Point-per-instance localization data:
------------------------------
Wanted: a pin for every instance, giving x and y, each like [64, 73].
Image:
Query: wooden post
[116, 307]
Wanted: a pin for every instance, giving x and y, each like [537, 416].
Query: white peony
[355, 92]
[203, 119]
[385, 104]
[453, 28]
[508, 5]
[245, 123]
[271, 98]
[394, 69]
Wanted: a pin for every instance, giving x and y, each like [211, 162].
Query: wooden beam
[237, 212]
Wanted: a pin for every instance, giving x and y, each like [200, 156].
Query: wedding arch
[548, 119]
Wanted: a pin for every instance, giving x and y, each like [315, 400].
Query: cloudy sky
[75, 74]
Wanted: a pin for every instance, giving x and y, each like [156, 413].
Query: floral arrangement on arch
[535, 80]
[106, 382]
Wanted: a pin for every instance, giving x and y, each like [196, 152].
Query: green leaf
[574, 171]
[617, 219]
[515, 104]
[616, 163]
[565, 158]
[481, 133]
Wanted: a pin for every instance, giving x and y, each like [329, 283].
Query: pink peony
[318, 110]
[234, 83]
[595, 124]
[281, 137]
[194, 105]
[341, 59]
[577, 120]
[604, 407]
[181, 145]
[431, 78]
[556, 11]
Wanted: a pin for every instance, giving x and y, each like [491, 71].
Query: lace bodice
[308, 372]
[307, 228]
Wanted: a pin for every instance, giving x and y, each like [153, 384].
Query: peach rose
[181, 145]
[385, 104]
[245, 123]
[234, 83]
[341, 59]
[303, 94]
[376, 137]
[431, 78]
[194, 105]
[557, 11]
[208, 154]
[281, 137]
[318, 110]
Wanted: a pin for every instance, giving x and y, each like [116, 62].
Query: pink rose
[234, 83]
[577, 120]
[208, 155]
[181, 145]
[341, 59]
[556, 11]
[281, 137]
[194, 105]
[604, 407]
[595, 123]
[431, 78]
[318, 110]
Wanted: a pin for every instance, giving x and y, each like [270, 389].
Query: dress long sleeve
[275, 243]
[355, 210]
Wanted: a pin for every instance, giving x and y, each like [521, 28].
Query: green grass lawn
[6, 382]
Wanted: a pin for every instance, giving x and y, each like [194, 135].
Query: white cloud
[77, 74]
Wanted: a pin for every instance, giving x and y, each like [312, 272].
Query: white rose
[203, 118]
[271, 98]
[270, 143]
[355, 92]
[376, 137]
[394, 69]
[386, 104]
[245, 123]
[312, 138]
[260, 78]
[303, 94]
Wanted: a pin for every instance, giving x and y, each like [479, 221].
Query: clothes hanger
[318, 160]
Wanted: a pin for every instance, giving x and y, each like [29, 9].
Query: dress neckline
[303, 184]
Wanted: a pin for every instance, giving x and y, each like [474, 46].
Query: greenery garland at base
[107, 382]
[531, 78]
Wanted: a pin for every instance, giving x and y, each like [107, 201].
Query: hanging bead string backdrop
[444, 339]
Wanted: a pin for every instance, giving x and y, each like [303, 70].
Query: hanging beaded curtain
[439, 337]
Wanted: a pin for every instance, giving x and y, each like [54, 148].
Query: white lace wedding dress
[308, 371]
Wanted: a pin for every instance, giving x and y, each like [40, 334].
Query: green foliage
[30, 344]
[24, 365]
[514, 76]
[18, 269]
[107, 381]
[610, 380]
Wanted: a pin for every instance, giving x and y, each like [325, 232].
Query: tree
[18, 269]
------------------------------
Work request
The expected response is the full set of records, reproduced exactly.

Answer for the task
Wanted: a pin for every instance, giving x and y, each like [64, 73].
Image:
Query: wooden post
[116, 307]
Wanted: a pin for every instance, giving x and y, each like [537, 416].
Query: white peony
[355, 92]
[203, 119]
[385, 104]
[453, 28]
[508, 5]
[245, 123]
[271, 98]
[394, 69]
Wanted: a pin for every instance, giving x and y, each like [211, 162].
Query: wooden beam
[237, 212]
Wanted: a pin for every instance, giving x and y, each like [200, 156].
Query: wedding arch
[548, 119]
Wanted: a pin for every instance, giving x and y, each like [315, 400].
Query: cloudy sky
[75, 74]
Wanted: a pin for every instance, giving x and y, each like [156, 413].
Query: floral arrangement on arch
[535, 80]
[106, 382]
Wanted: a pin for every instance, giving x and y, each like [196, 152].
Query: green leaf
[574, 171]
[617, 219]
[515, 104]
[616, 163]
[565, 158]
[481, 133]
Wanted: a pin for every instance, giving x and y, each like [329, 283].
Query: pink peony
[318, 110]
[234, 83]
[595, 124]
[281, 137]
[194, 105]
[341, 59]
[577, 120]
[604, 407]
[181, 145]
[431, 78]
[556, 11]
Wanted: a pin for every instance, giving x and y, each like [491, 71].
Query: lace bodice
[308, 372]
[307, 228]
Wanted: a pin for every instance, giving x and y, each like [153, 384].
Query: peach rose
[181, 145]
[385, 104]
[245, 123]
[234, 83]
[341, 59]
[303, 94]
[376, 137]
[431, 78]
[194, 105]
[557, 11]
[208, 154]
[281, 137]
[318, 110]
Wanted: a pin for every instance, giving x and y, each like [116, 62].
Query: pink rose
[234, 83]
[577, 120]
[208, 155]
[181, 145]
[341, 59]
[556, 11]
[281, 137]
[194, 105]
[604, 407]
[595, 123]
[431, 78]
[318, 110]
Wanted: a pin for every instance, giving x and y, each like [270, 389].
Query: dress long sleeve
[275, 243]
[355, 210]
Wanted: a pin for every instance, giving x and y, each like [521, 28].
Query: green grass lawn
[6, 382]
Wanted: a pin for every instance, giving x and y, each like [194, 135].
Query: white cloud
[77, 74]
Wanted: a pin for every instance, giving x and y, each like [312, 272].
Query: white rose
[203, 118]
[271, 98]
[270, 143]
[355, 92]
[376, 137]
[394, 69]
[386, 104]
[245, 123]
[312, 138]
[260, 78]
[303, 94]
Wanted: a pin for every instance, giving x and y, each like [479, 221].
Query: clothes hanger
[318, 160]
Wanted: a pin for every instance, giving x and y, each like [29, 9].
Query: dress neckline
[303, 184]
Wanted: a pin for every instance, giving x and y, each like [474, 46].
Query: greenery garland at base
[107, 382]
[531, 78]
Wanted: a pin for every instance, giving x and y, each like [107, 201].
Query: hanging bead string backdrop
[444, 339]
Wanted: a pin for every instance, giving x and y, each like [303, 70].
Query: hanging beaded curtain
[439, 337]
Wanted: a pin for every instance, giving x and y, each like [54, 148].
Query: white lace wedding dress
[308, 371]
Wanted: a pin for every instance, giving x and y, each like [40, 334].
Query: green foliage
[30, 344]
[24, 365]
[514, 76]
[18, 269]
[107, 381]
[610, 380]
Wanted: a pin for every instance, giving x and y, each like [325, 232].
Query: tree
[18, 269]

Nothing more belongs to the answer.